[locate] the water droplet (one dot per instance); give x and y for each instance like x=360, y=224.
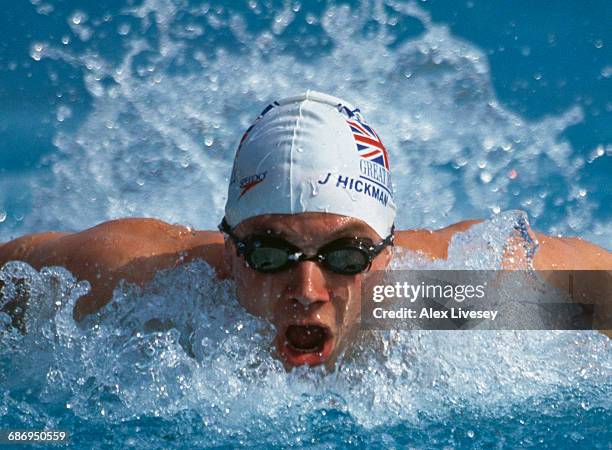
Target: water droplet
x=124, y=29
x=486, y=177
x=78, y=17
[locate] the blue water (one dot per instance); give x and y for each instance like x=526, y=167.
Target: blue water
x=135, y=108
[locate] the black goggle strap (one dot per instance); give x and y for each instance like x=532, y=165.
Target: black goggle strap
x=224, y=227
x=241, y=246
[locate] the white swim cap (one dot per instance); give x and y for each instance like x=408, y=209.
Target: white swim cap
x=312, y=153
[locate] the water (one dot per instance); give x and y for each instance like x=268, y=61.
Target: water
x=136, y=108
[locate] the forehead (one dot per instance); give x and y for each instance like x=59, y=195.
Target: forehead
x=307, y=226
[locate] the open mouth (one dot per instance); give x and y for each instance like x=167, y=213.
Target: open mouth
x=306, y=344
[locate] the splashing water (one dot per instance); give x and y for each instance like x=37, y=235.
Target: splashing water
x=179, y=361
x=169, y=105
x=188, y=367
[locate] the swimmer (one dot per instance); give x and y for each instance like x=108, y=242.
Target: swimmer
x=310, y=212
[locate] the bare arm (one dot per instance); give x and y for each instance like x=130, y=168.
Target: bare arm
x=128, y=249
x=554, y=254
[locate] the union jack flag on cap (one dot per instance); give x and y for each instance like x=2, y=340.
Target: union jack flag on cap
x=369, y=145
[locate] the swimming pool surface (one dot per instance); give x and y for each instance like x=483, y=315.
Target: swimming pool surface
x=135, y=108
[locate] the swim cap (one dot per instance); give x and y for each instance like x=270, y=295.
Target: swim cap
x=312, y=153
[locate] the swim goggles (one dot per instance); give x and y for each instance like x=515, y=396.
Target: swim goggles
x=268, y=254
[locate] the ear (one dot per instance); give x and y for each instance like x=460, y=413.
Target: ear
x=228, y=256
x=387, y=256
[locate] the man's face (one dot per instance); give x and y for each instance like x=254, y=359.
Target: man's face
x=315, y=311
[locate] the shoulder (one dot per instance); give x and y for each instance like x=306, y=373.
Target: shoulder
x=431, y=243
x=570, y=253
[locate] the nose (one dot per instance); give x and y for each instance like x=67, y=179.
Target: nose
x=308, y=284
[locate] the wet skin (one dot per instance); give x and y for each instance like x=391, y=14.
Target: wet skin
x=304, y=295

____________________

- _EXERCISE_: The answer is the complete set of records, copied exactly, with pictures omitted.

- _ANSWER FOR THE TASK_:
[locate] the water droplet (one dot per instance); give x and y for each instance like x=360, y=224.
Target: water droplet
x=124, y=29
x=486, y=177
x=78, y=17
[locate] the blue water (one dot per instance); give x and y for each instance like x=526, y=167.
Target: blue water
x=135, y=108
[locate] the black goggle strap (one dot per instance); give x and y for each instance like x=532, y=165.
Target: black goggle strap
x=224, y=227
x=241, y=246
[locate] the white swim cap (one dot per instance); give x and y for each instance like x=408, y=209.
Target: white swim cap
x=312, y=153
[locate] the water (one dot per instance); give x and y for each instance like x=268, y=61.
Target: water
x=136, y=108
[locate] the forehead (one dot per instance); give x and y for each instance like x=59, y=195.
Target: forehead
x=307, y=226
[locate] the open mouth (one dot per instance); give x and y for each instance like x=167, y=213.
Target: open mouth
x=306, y=344
[locate] the splashing water (one dot per instance); give x and y for each instance like x=37, y=235.
Target: splashing water
x=179, y=361
x=169, y=105
x=188, y=367
[locate] the swimmer (one dot per instance); give x and y for each instance like x=108, y=242.
Target: swimmer
x=310, y=212
[locate] the bare arm (one dot per instance); give x and y for each instance like x=130, y=168.
Target: bare arm
x=128, y=249
x=554, y=254
[locate] the union jack flag on cap (one dot per instance); give x and y for each instance like x=2, y=340.
Target: union jack flag on cap
x=369, y=145
[locate] the swimming pool surface (one dot per instance); give x and y for each instance like x=483, y=315.
Target: swimming pool surface
x=135, y=108
[locate] the swim cap (one dot per instance); give x and y for each instance like x=270, y=295.
Target: swim cap
x=312, y=153
[locate] the swim goggles (one dot per instance); give x and y for each instance like x=515, y=396.
Target: swim goggles
x=268, y=254
[locate] the ear (one dot per instance); give x and y for each instance like x=460, y=413.
Target: ear
x=228, y=256
x=387, y=256
[locate] the man's face (one dot per instance); give x and y for each instance like x=254, y=359.
Target: man's face
x=315, y=311
[locate] the shoulder (one dot per instance); give x and y for each instance like x=306, y=373.
Target: shoulder
x=431, y=243
x=570, y=253
[locate] the nose (one dot per instance); give x and y for each instance like x=67, y=179.
Target: nose
x=308, y=284
[locate] the wet skin (one dot per instance); give x and y for each instance like x=391, y=14.
Target: wet skin
x=304, y=295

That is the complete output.